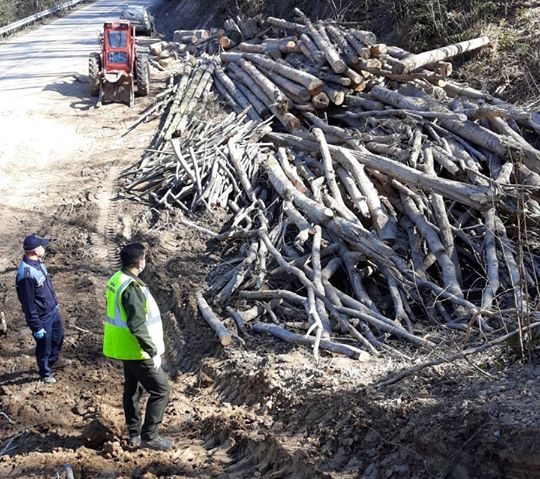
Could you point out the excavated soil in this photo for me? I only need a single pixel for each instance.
(262, 409)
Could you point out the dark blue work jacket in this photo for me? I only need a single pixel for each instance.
(35, 292)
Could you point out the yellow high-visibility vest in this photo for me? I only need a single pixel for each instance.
(118, 342)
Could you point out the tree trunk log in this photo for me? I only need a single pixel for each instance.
(333, 58)
(210, 317)
(327, 345)
(414, 62)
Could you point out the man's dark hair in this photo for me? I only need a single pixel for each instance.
(131, 254)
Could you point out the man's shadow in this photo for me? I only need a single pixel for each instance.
(18, 378)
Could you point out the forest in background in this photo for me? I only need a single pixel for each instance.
(13, 10)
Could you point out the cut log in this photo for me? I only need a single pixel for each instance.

▬▬▬▬▬▬

## TASK DETAILS
Rewrite the records above as a numbered list with one line per item. Skip any blank lines and leave the pictures out.

## EXPECTED ANSWER
1. Could you point out the excavated soil in this photo for me? I only need a single pixel for each instance.
2. (262, 409)
3. Could you point out the dark blue work jacket in this photo for me? I only need a single pixel for each instance.
4. (35, 292)
5. Could you point out the yellow high-visibility vest in this photo for me? I only need a single pixel for each instance.
6. (118, 342)
7. Could you point out the tree trunk log in this photo for me? I only need a single pixel for each instance.
8. (333, 58)
9. (210, 317)
10. (327, 345)
11. (414, 62)
12. Could you point out the man's dark hair in this photo for me? I only need a single pixel for each instance.
13. (131, 254)
14. Could you point out the man's shadow in this photo for me? I only need a single pixel for each instance.
15. (18, 378)
16. Could you point out the forest in background in this photo for me? I only need a single pixel for each instance.
17. (13, 10)
18. Could you point out the cut log in this photo for me? I only need a single pixel for each instance.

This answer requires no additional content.